## Start Text

…by Jonas E. Alexis and Richard C. Cook
Richard C. Cook is a retired federal government analyst. In his 32-year career he worked for five civilian agencies and the Carter White House. While with NASA he documented the flaws with the space shuttle solid rocket booster and testified before the Presidential Commission on the Space Shuttle Challenger Accident. Unable to return to NASA after his testimony, he spent the rest of his career with the U.S. Treasury Department.
On retirement in 2007, Cook published a book on monetary policy entitled We Hold These Truths: The Hope of Monetary Reform.
Jonas E. Alexis: In a previous article, Richard C. Cook and I historically argued that capitalism is a quick way to destroy any balanced and sustainable economy which is based on practical reason. We also learned that it is impossible to exclude practical reason from any economic enterprise. As a corollary, the job of the capitalist system is to sophistically kill practical reason in the economy. But is there a group of people who have been using the capitalist spirit to bring about an evil feeling in much of the West and even the world?

## End Text
## Start Data segment

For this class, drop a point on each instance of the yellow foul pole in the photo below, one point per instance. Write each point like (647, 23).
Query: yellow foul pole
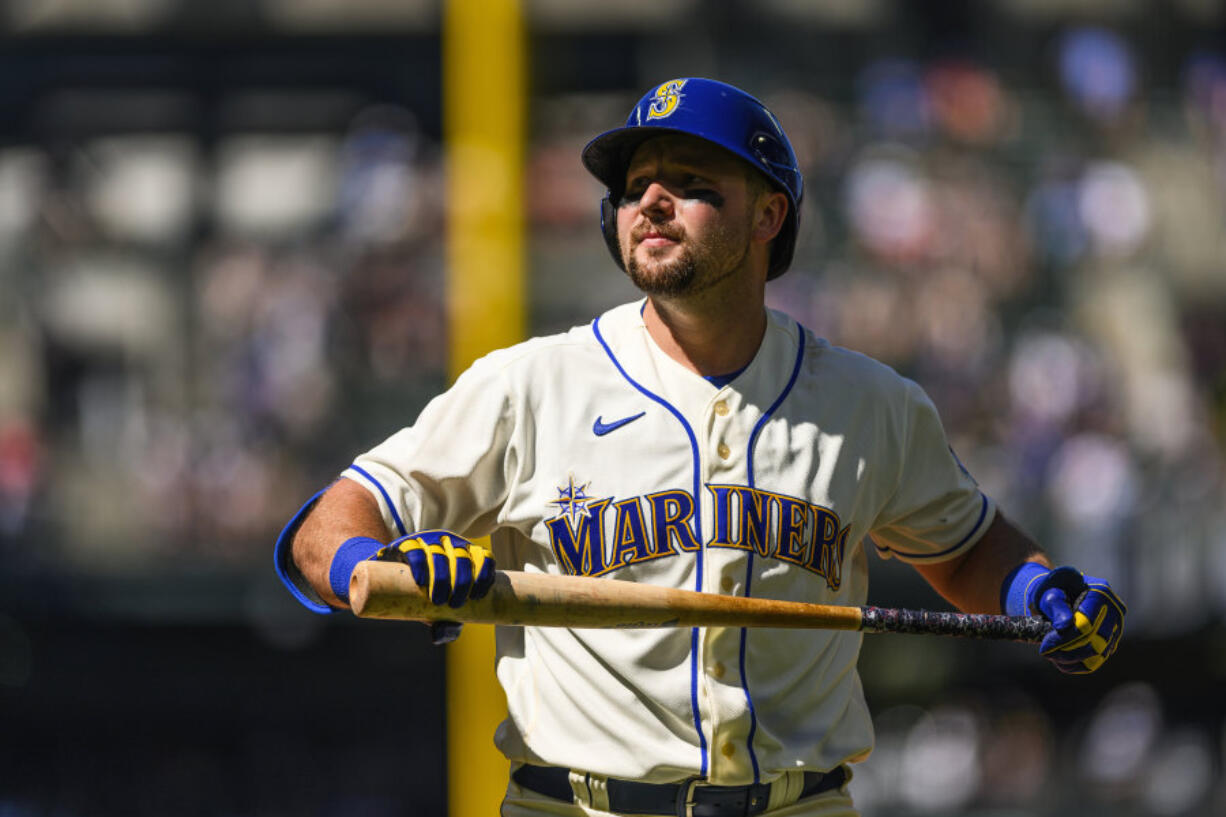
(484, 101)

## End Data segment

(Brief 1)
Do the following statements agree with the text on Richard C. Cook? Answer yes or no for each, and quote the deciding words. (a) Cook worked for five civilian agencies over a 32-year career. (b) Cook went back to NASA after his testimony. (c) Cook published a book on monetary policy when he retired in 2007.
(Brief 2)
Write the next part of the text on Richard C. Cook, starting after its final question.

(Written response 1)
(a) Yes: "In his 32-year career he worked for five civilian agencies and the Carter White House."
(b) No: "Unable to return to NASA after his testimony, he spent the rest of his career with the U.S. Treasury Department."
(c) Yes: "On retirement in 2007, Cook published a book on monetary policy entitled We Hold These Truths: The Hope of Monetary Reform."

(Written response 2)
Werner Sombart’s The Jews and Modern Capitalism linked Jews to capitalism, arguing that “no colonial enterprise was complete without” Jewish participation. Sombart predicted that capitalism would eventually be pursued largely by Jewish intellectuals and businessmen, ultimately leading to the decline of culture.
All we have to do is to read the newspaper to see whether Sombart was right or not. For example, while millions of people were suffering from the economic collapse in 2014, while companies like JP Morgan Chase and Goldman Sachs were screwing people up, CEO Jamie Dimon got a $20-million-dollar raise. By January of this year, “Dimon, who was already the best paid Wall Street CEO in the prior year, received $28 million in total compensation for 2016.”
Sombart was right when he documented that Jewish ideologues have always jumped to the capitalist system, presumably because capitalism again excludes practical reason. As Kant predicted in a philosophically convincing way, practical reason does not allow anyone—not even the oligarchs and masters of the universe—to play double standards and to oppress the weak. This is one reason why the oligarchs have deliberately dumped practical reason and have adopted an essentially irrational system. Sombart does say that Jewish intellectuals and businessmen have played a major role in bringing that irrational system into economic dealings.
However, intellectual historian Richard Wolin condemns Sombart for linking American capitalism with the Jewish spirit and declares that “for the fascist intelligentsia during the 1930s, such associations would become commonplace.”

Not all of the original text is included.